Stored records:
● ● ● ●
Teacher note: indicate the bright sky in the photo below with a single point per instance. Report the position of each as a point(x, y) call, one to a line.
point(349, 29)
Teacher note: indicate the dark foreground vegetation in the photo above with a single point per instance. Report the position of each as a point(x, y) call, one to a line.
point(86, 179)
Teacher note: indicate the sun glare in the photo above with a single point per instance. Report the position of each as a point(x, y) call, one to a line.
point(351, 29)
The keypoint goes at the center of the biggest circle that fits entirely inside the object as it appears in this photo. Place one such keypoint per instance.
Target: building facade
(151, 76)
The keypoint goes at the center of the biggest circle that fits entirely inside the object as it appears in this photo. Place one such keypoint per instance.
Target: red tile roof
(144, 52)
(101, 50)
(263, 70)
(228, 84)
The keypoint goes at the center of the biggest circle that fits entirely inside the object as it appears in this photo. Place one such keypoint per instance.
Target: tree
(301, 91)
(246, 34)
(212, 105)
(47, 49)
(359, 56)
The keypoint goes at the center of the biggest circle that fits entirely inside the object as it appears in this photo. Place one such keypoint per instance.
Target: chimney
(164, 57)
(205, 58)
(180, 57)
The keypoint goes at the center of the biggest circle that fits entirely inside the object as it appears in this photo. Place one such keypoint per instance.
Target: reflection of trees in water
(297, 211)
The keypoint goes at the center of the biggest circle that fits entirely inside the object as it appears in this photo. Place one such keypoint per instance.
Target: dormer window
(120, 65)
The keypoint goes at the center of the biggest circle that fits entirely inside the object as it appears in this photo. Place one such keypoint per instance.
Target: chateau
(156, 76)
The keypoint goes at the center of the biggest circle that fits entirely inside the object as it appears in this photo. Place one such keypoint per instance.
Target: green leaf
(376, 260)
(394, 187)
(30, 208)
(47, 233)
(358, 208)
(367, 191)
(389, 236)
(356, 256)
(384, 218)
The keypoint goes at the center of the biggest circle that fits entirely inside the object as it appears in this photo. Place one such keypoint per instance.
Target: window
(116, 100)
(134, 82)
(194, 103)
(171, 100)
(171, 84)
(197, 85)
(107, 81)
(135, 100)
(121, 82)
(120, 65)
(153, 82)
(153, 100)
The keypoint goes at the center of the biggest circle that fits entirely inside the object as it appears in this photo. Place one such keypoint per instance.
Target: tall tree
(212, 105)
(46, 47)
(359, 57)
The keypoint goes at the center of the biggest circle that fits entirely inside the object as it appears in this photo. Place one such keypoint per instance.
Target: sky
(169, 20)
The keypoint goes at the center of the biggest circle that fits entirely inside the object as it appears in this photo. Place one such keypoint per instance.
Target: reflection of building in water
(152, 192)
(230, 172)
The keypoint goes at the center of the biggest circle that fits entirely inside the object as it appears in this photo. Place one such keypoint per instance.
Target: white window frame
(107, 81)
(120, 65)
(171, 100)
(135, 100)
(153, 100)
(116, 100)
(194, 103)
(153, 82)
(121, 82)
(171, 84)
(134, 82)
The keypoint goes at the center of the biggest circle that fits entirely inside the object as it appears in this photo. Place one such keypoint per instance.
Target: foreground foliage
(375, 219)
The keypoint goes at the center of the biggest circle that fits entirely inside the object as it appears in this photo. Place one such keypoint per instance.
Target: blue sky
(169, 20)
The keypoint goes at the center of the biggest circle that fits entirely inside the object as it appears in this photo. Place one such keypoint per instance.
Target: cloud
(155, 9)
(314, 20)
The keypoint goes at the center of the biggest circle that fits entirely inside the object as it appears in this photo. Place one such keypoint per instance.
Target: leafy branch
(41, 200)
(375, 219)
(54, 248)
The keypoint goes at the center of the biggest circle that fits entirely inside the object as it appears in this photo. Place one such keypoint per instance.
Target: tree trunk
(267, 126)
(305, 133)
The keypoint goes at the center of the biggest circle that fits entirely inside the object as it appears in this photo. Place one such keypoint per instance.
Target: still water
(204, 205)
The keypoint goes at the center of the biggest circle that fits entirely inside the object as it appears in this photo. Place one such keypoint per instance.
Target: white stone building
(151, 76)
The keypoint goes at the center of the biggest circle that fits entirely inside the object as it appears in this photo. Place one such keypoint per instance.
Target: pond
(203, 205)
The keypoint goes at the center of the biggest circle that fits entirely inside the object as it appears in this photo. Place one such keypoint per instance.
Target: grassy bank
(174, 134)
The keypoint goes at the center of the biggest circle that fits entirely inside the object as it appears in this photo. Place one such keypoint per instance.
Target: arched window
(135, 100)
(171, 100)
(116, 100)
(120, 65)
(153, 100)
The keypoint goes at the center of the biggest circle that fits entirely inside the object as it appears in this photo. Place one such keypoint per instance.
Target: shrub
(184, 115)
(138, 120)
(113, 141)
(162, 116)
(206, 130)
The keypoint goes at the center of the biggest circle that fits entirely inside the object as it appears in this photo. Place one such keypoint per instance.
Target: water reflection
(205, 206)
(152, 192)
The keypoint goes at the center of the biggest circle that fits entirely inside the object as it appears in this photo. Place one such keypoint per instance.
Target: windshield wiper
● ● ● ●
- [Work task]:
Reproduce the line containing "Target: grassy bank" and every line after it. Stop at the last line of the records, and add nothing.

- [Exercise solution]:
Target: grassy bank
(174, 134)
The keypoint goes at the center of the biggest circle that fits entirely inside the object as it appears in this photo. Place one such keypoint per instance.
Target: arched window
(135, 100)
(171, 100)
(116, 100)
(120, 65)
(153, 100)
The keypoint goes at the center of the biggest circle that fits entirely inside the object as it appears in this photo. Place one such keypoint per instance.
Target: shrub
(184, 115)
(138, 120)
(113, 141)
(162, 116)
(206, 130)
The keypoint goes at the center of the biggest circle that fits entirely inside the object as it appears in this photo. Place one such keypoint per instance.
Target: water reflection
(205, 206)
(152, 192)
The keypoint goes at the center of the biggest circle that fits entirely inside the object as it appears in this photo. Place one such keypoint per instance.
Target: windshield wiper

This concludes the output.